§ **Exercise requirements**: Reproduce the text on Peter King's column word for word, beginning at "This is how" and ending after "Oh, ok, whew.".

That said, the similarities definitely go beyond their first names. They have both spent years cultivating unparalleled connections within their respective sports (although King doesn't quite have the ubiquitous power that Gammons holds). They both use particularly tired cliches, and spend a lot of time fawning over players and passing off the fawning as analysis. Finally, the most aggravating thing to me is the constant name-dropping. In this respect King may be an even worse offender than Gammons. Anyway, enough with the preamble. Let's dig in!
"And the legend grows,'' Eddie George said just after 4 p.m. Sunday afternoon at the NBC studios, staring up at the nine-television wall the crew members of NBC's Football Night in America fixate on every Sunday during the NFL season.
This is how he opens his column. Why is he telling us this? Is he trying to make us jealous of NBC's crew, that they get to "fixate" on a nine-television wall? Also, this quote from George is neither insightful nor accurate; even Tony Romo is not a "legend" after one and a half good seasons. By the way, in case you were wondering whether Eddie George is cool enough to hang out with Peter King...
George, a former Heisman Trophy winner...
Oh, ok, whew.

§ **Data**:
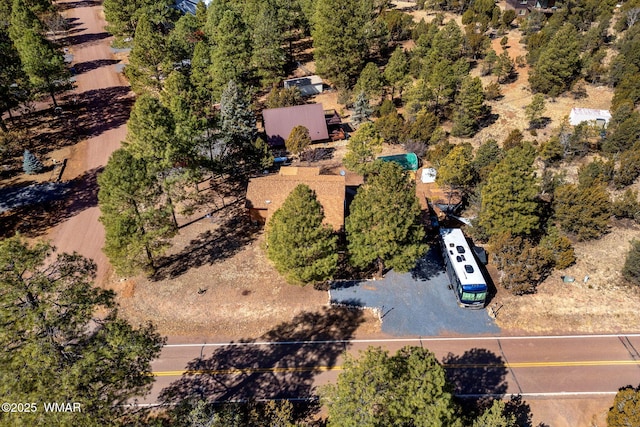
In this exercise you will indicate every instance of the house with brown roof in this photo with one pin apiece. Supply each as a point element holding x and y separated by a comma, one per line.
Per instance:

§ **Result for this task**:
This is how he opens his column. Why is he telling us this? Is he trying to make us jealous of NBC's crew, that they get to "fixate" on a nine-television wall? Also, this quote from George is neither insightful nor accurate; even Tony Romo is not a "legend" after one and a half good seasons. By the way, in case you were wondering whether Eddie George is cool enough to hang out with Peter King...
George, a former Heisman Trophy winner...
Oh, ok, whew.